- Do this -
Transcribe the records exactly. Pictures do not belong in the transcription.

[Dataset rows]
>> Begin

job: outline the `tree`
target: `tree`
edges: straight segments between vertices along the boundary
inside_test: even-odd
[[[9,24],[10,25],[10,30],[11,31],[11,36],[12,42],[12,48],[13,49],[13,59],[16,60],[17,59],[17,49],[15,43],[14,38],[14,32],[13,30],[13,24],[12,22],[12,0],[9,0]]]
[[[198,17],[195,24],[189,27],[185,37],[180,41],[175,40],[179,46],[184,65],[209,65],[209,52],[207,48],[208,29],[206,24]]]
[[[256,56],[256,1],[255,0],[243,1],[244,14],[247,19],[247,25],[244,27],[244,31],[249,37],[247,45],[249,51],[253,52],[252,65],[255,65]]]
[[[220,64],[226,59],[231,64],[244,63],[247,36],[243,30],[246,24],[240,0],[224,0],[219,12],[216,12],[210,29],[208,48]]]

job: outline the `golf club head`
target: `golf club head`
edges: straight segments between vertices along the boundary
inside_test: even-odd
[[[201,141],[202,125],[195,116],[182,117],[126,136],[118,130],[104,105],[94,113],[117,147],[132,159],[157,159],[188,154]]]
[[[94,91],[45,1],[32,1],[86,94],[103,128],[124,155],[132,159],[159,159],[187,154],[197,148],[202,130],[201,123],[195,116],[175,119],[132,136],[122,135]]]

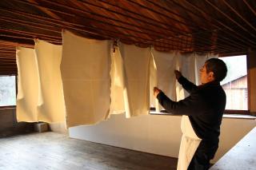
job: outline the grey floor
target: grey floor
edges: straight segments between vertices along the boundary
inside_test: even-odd
[[[176,169],[177,159],[70,139],[54,132],[0,139],[0,169]]]

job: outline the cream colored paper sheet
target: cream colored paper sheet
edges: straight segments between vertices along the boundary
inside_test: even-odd
[[[67,127],[94,125],[108,117],[110,42],[62,32],[61,73]]]
[[[38,121],[38,72],[34,49],[17,47],[18,95],[16,117],[18,121]]]
[[[120,52],[127,90],[126,116],[149,114],[150,49],[122,44]]]
[[[157,67],[158,88],[162,89],[170,99],[176,101],[176,69],[177,52],[158,52],[152,50],[152,54]]]
[[[127,90],[124,74],[123,60],[119,48],[115,47],[111,55],[111,104],[110,114],[119,114],[129,111],[127,103]],[[126,98],[125,98],[126,97]],[[126,102],[125,102],[126,101]],[[125,103],[126,103],[125,105]]]
[[[39,74],[38,121],[65,121],[65,103],[60,71],[62,46],[35,40]]]

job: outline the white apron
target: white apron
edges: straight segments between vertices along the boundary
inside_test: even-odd
[[[187,116],[182,116],[181,128],[182,137],[179,148],[177,169],[186,170],[202,139],[195,134]]]

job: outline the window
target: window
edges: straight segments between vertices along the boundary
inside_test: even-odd
[[[0,107],[16,105],[15,77],[15,76],[0,76]]]
[[[226,110],[248,110],[246,56],[220,57],[227,66],[226,77],[221,82],[226,95]]]

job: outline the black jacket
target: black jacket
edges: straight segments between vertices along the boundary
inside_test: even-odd
[[[160,92],[157,96],[159,103],[170,113],[189,116],[198,137],[218,144],[226,106],[226,94],[219,82],[197,86],[184,77],[178,82],[190,95],[175,102]]]

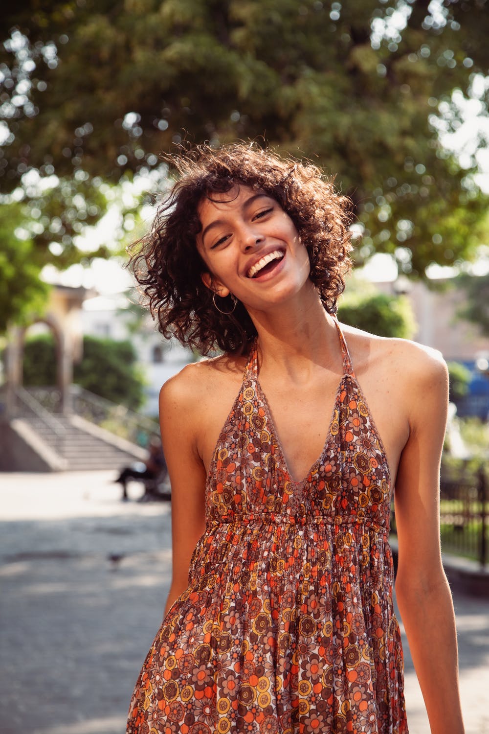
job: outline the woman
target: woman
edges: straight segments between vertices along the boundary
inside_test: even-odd
[[[136,277],[165,336],[224,354],[161,390],[173,573],[128,732],[407,732],[395,479],[399,606],[432,732],[461,734],[441,356],[338,323],[348,202],[315,167],[244,145],[178,165]]]

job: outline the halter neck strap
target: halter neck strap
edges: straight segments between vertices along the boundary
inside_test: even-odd
[[[342,357],[343,360],[343,371],[345,374],[349,374],[350,377],[355,378],[356,377],[355,370],[353,369],[353,365],[351,361],[351,357],[350,356],[350,351],[348,349],[348,346],[346,343],[343,331],[339,325],[339,322],[338,321],[338,319],[336,313],[332,314],[332,316],[333,316],[333,321],[334,321],[334,325],[337,327],[337,331],[338,332],[338,335],[339,336],[339,344],[341,346]]]
[[[343,335],[342,327],[339,325],[338,319],[336,314],[332,314],[333,321],[334,325],[337,327],[337,331],[338,332],[338,336],[339,338],[339,346],[342,350],[342,359],[343,363],[343,374],[348,374],[351,377],[355,378],[355,370],[353,369],[353,366],[351,361],[351,357],[350,356],[350,352],[348,350],[348,346],[346,343],[346,340]],[[254,339],[251,342],[251,347],[250,349],[249,355],[248,357],[248,360],[246,362],[246,366],[243,374],[243,381],[251,380],[251,382],[255,381],[258,379],[258,337],[255,336]]]

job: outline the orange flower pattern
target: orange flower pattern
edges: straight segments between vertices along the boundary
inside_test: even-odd
[[[389,466],[334,322],[344,376],[300,482],[254,345],[209,468],[188,586],[146,658],[128,734],[407,734]]]

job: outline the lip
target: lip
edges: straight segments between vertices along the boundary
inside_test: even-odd
[[[245,268],[245,272],[245,272],[245,277],[246,278],[248,278],[249,280],[260,280],[260,278],[262,278],[262,277],[265,280],[265,277],[266,277],[266,275],[268,275],[268,274],[265,274],[262,276],[262,275],[257,275],[257,276],[255,276],[255,277],[249,278],[249,277],[248,277],[247,273],[249,272],[249,271],[251,270],[251,269],[253,267],[254,265],[256,265],[257,263],[260,262],[260,261],[262,259],[262,258],[264,258],[266,255],[269,255],[271,252],[275,252],[276,250],[279,250],[279,252],[284,253],[284,257],[282,258],[282,260],[280,260],[279,261],[278,264],[280,264],[280,263],[283,262],[283,261],[285,259],[286,255],[287,255],[287,250],[286,250],[285,247],[277,247],[276,245],[275,247],[271,246],[270,247],[266,247],[264,250],[262,250],[260,253],[258,253],[257,255],[256,255],[252,259],[251,259],[251,260],[249,260],[248,261],[248,263],[246,264],[246,266]],[[278,266],[278,265],[276,266],[276,266]],[[275,269],[276,269],[276,268],[273,268],[273,269],[272,271],[272,273],[275,272]]]

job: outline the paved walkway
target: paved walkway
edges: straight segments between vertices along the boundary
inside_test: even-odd
[[[113,476],[0,474],[1,734],[125,731],[170,581],[170,506],[120,502]],[[489,604],[455,603],[466,732],[489,734]],[[405,647],[410,732],[429,734]]]

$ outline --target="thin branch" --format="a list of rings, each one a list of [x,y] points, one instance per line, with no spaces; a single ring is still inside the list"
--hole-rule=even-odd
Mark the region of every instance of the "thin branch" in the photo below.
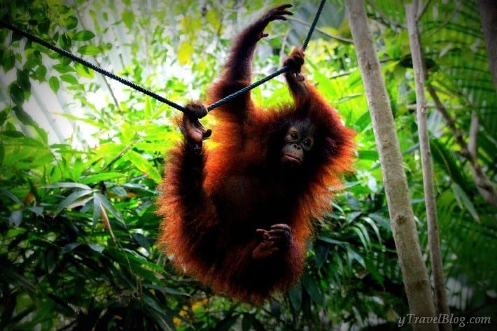
[[[421,169],[423,172],[423,188],[424,191],[425,208],[426,209],[426,223],[428,224],[428,242],[433,276],[435,302],[439,314],[445,316],[450,314],[445,291],[445,277],[444,276],[440,241],[438,234],[438,220],[437,206],[435,198],[433,185],[433,164],[430,151],[430,139],[426,120],[426,99],[424,85],[427,78],[426,66],[423,55],[419,33],[416,20],[416,8],[414,4],[405,5],[405,15],[409,31],[409,43],[412,57],[412,66],[414,70],[416,83],[416,115],[418,121],[418,135],[419,136],[419,149],[421,152]],[[442,331],[451,331],[452,325],[444,323],[440,325]]]
[[[428,9],[428,6],[430,5],[430,3],[431,2],[431,0],[427,0],[426,3],[423,6],[423,8],[420,10],[418,10],[418,13],[416,14],[416,22],[419,22],[419,20],[423,17],[424,13],[426,12],[426,9]]]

>> End

- Exercise output -
job: outline the `tree`
target: `tree`
edges: straight segments between vertices along the boundary
inside_test: even-odd
[[[9,24],[10,25],[10,30],[11,31],[11,36],[12,42],[12,48],[13,49],[13,59],[16,60],[17,59],[17,49],[15,43],[14,38],[14,32],[13,30],[13,24],[12,22],[12,0],[9,0]]]
[[[198,17],[195,24],[189,27],[185,37],[180,41],[175,40],[179,46],[184,65],[209,65],[209,52],[207,48],[208,29],[206,24]]]
[[[256,56],[256,1],[255,0],[243,1],[244,14],[247,19],[247,25],[244,27],[244,31],[249,37],[247,45],[249,51],[253,52],[252,65],[255,65]]]
[[[220,64],[226,59],[231,64],[244,63],[247,36],[243,30],[246,24],[240,0],[224,0],[219,12],[216,12],[210,29],[208,48]]]

job: outline the `golf club head`
target: `golf club head`
edges: straight segments between vertices along the boundary
inside_test: even-odd
[[[201,141],[202,125],[195,116],[182,117],[126,136],[118,130],[104,105],[94,113],[117,147],[132,159],[157,159],[188,154]]]
[[[94,91],[45,1],[32,1],[86,94],[103,128],[124,155],[132,159],[159,159],[187,154],[197,148],[202,130],[201,123],[195,116],[175,119],[132,136],[122,135]]]

job: outline the grey floor
target: grey floor
edges: straight segments between vertices along the boundary
inside_test: even-odd
[[[176,169],[177,159],[70,139],[54,132],[0,139],[0,169]]]

job: outline the cream colored paper sheet
target: cream colored paper sheet
edges: straight segments between vertices along the boundary
inside_test: even-odd
[[[67,127],[94,125],[108,117],[110,42],[62,32],[61,73]]]
[[[38,121],[38,72],[34,49],[17,47],[18,95],[16,117],[18,121]]]
[[[120,52],[127,90],[126,116],[149,114],[150,49],[122,44]]]
[[[157,67],[158,88],[162,89],[170,99],[176,101],[176,69],[177,52],[158,52],[152,50],[152,54]]]
[[[127,90],[124,74],[123,60],[119,48],[115,47],[111,55],[111,104],[110,114],[119,114],[129,111],[127,103]],[[126,98],[125,98],[126,97]],[[126,102],[125,102],[126,101]],[[125,103],[126,103],[125,105]]]
[[[39,74],[38,121],[65,121],[65,103],[60,71],[62,46],[35,40]]]

job: outline the white apron
target: white apron
edges: straight segments between vertices along the boundary
inside_test: even-odd
[[[187,116],[182,116],[181,128],[182,137],[179,148],[177,169],[186,170],[202,139],[195,134]]]

job: outline the window
target: window
edges: straight segments between vertices along the boundary
inside_test: even-odd
[[[0,107],[16,105],[15,77],[15,76],[0,76]]]
[[[226,110],[248,110],[246,56],[220,57],[227,66],[226,77],[221,82],[226,95]]]

job: outline the black jacket
target: black jacket
edges: straight segments between vertices along the boundary
inside_test: even-odd
[[[160,92],[157,96],[159,103],[170,113],[189,116],[198,137],[218,144],[226,106],[226,94],[219,82],[197,86],[184,77],[178,82],[190,95],[175,102]]]

job: outline the woman
target: woman
edges: straight segments between vertices along the boundary
inside_test: even-odd
[[[136,277],[165,336],[224,354],[161,390],[173,573],[128,732],[407,732],[395,479],[399,606],[432,732],[461,734],[441,356],[338,323],[348,202],[315,167],[244,145],[178,165]]]

job: outline the halter neck strap
target: halter neck strap
edges: straight segments between vertices along the boundary
inside_test: even-odd
[[[342,357],[343,360],[343,371],[345,374],[349,374],[350,377],[355,378],[356,377],[355,370],[353,369],[353,365],[351,361],[351,357],[350,356],[350,351],[348,349],[348,346],[346,343],[343,331],[339,325],[339,322],[338,321],[338,319],[336,313],[332,314],[332,316],[333,316],[333,321],[334,321],[334,325],[337,327],[337,331],[338,332],[338,335],[339,336],[339,344],[341,346]]]
[[[343,335],[342,327],[339,325],[338,319],[336,314],[332,314],[333,321],[334,325],[337,327],[337,331],[338,332],[338,336],[339,338],[339,346],[342,350],[342,359],[343,363],[343,374],[348,374],[351,377],[355,378],[355,370],[353,369],[353,366],[351,361],[351,357],[350,356],[350,352],[348,350],[348,346],[346,343],[346,340]],[[254,339],[251,342],[251,347],[250,349],[249,355],[248,357],[248,360],[246,362],[246,366],[243,374],[243,381],[251,380],[251,382],[255,381],[258,379],[258,337],[255,336]]]

job: outline the orange flower pattern
target: orange flower pattern
edges: straight segments between vertices along the boundary
inside_test: even-odd
[[[389,466],[334,322],[344,376],[300,482],[254,345],[209,468],[188,586],[146,658],[128,734],[407,734]]]

job: outline the lip
target: lip
edges: straight segments between vertices along the boundary
inside_test: even-odd
[[[245,268],[245,272],[245,272],[245,277],[246,278],[248,278],[249,280],[260,280],[260,278],[262,278],[262,277],[265,280],[265,277],[266,277],[266,275],[268,275],[268,274],[265,274],[262,276],[262,275],[257,275],[257,276],[255,276],[255,277],[249,278],[249,277],[248,277],[247,273],[249,272],[249,271],[251,270],[251,269],[253,267],[254,265],[256,265],[257,263],[260,262],[260,261],[262,259],[262,258],[264,258],[266,255],[269,255],[271,252],[275,252],[276,250],[279,250],[279,252],[284,253],[284,257],[282,258],[282,260],[280,260],[279,261],[278,264],[280,264],[280,263],[283,262],[283,261],[285,259],[286,255],[287,255],[287,250],[286,250],[285,247],[277,247],[276,245],[275,247],[271,246],[270,247],[266,247],[264,250],[262,250],[260,253],[258,253],[257,255],[256,255],[252,259],[251,259],[251,260],[249,260],[248,261],[248,263],[246,264],[246,266]],[[278,266],[278,265],[276,266],[276,266]],[[275,269],[276,269],[276,268],[273,268],[273,269],[272,271],[272,273],[275,272]]]

job: outline the paved walkway
target: paved walkway
edges: straight segments between vertices along the boundary
inside_test: even-odd
[[[113,476],[0,474],[1,734],[125,731],[170,581],[170,506],[120,502]],[[489,604],[455,603],[466,732],[489,734]],[[405,647],[410,732],[429,734]]]

$ outline --target="thin branch" --format="a list of rings, each one a list of [x,y] points, one instance per line, with no spaces; a single ring is still inside the list"
--hole-rule=even-odd
Mark the region of every instance of the "thin branch" in the photo below.
[[[421,169],[423,172],[423,188],[424,191],[425,208],[426,209],[426,223],[428,224],[428,242],[433,276],[435,302],[439,314],[445,316],[450,314],[445,291],[445,277],[444,276],[440,241],[438,234],[438,220],[437,206],[435,198],[433,185],[433,164],[430,151],[430,139],[426,120],[426,99],[424,85],[427,78],[426,66],[423,55],[419,33],[416,20],[416,8],[414,4],[405,5],[405,15],[409,31],[409,43],[412,57],[412,66],[414,70],[416,83],[416,115],[418,121],[418,135],[419,136],[419,149],[421,152]],[[442,331],[451,331],[452,325],[444,323],[440,325]]]
[[[428,9],[428,6],[430,5],[430,3],[431,2],[431,0],[427,0],[426,3],[423,6],[423,8],[420,10],[418,10],[418,13],[416,14],[416,22],[419,22],[419,20],[423,17],[424,13],[426,12],[426,9]]]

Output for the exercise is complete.